Why don’t things make sense around here? Why doesn’t it pay to work harder? Shouldn’t processes be as efficient as possible?

Meh, that’s above my pay grade. It’s for the managers to worry about. I’m just here for the paycheck.

Organizational structure and management style enable such fatalism and contribute to an inefficient and even antagonistic workforce. When initiative and innovation go unrewarded and even punished, the game becomes doing just enough in just the right way to stay below the radar.

Concisely introduced in the above video, lean management presents an alternative to the modern management style employed in most organizations. Instead of managerial authority, lean management concerns itself with managerial responsibility. Instead of judging performance by results, lean management judges performance by process, recognizing that properly performed processes will deliver intended results. Instead of coming up with an authoritative plan, lean management conducts experiments in a kind of scientific process utilizing feedback to constantly adjust the plan. Instead of making decisions in sterile conference rooms looking at data without context, lean management gets its hands dirty inspecting the value-creation process and asking workers about their work. Speaker Jim Womack outlines these points in greater detail in the video below.

## STORED DATA:
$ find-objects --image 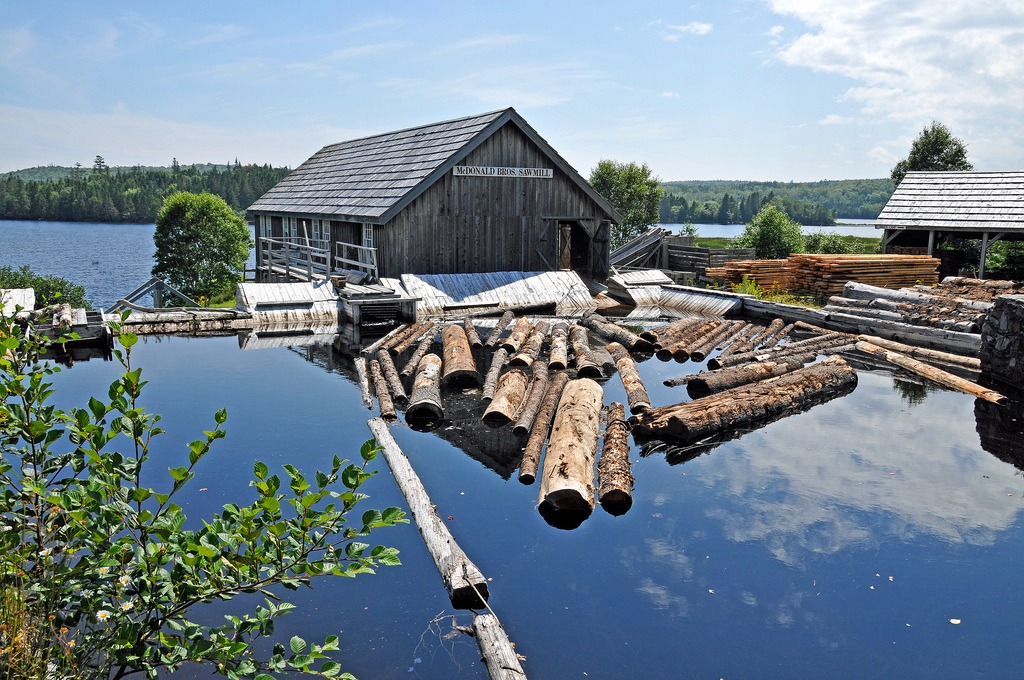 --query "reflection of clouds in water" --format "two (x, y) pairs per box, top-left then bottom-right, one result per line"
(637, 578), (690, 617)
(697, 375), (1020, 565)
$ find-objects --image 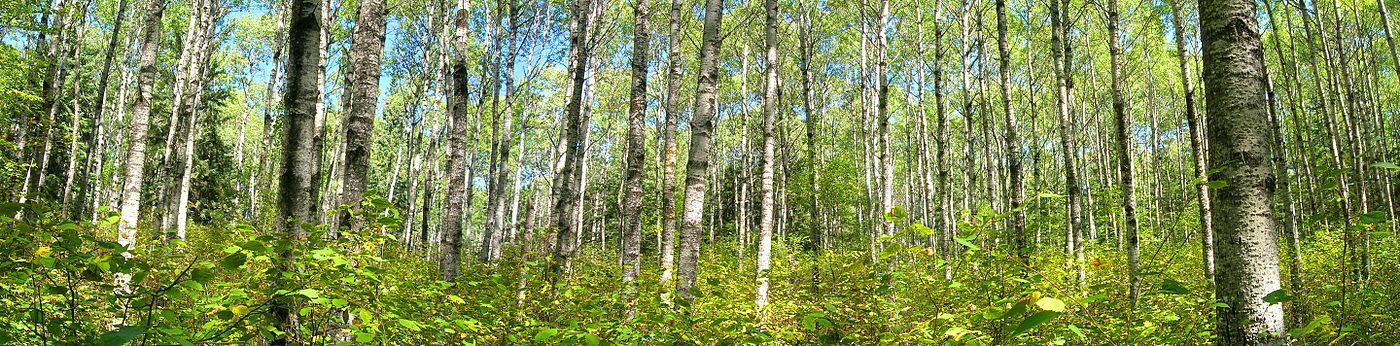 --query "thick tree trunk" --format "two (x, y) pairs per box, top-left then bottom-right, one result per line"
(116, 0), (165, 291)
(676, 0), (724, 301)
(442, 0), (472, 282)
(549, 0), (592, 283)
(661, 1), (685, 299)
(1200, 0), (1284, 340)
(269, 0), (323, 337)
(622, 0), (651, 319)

## REQUIREMENTS:
1. In the lean management passage, why does lean management judge performance by process rather than by results?
2. Based on the lean management passage, answer yes or no for each statement below, quoting the words that decide it: (a) Lean management is concerned with managerial authority. (b) Lean management uses feedback to keep adjusting its plan. (c) Lean management makes its decisions in conference rooms by studying data.

## RESPONSES FOR EACH TASK:
1. It recognizes that processes that are properly performed will deliver the intended results.

2.
(a) No: "Instead of managerial authority, lean management concerns itself with managerial responsibility."
(b) Yes: "utilizing feedback to constantly adjust the plan"
(c) No: "Instead of making decisions in sterile conference rooms looking at data without context, lean management gets its hands dirty inspecting the value-creation process and asking workers about their work."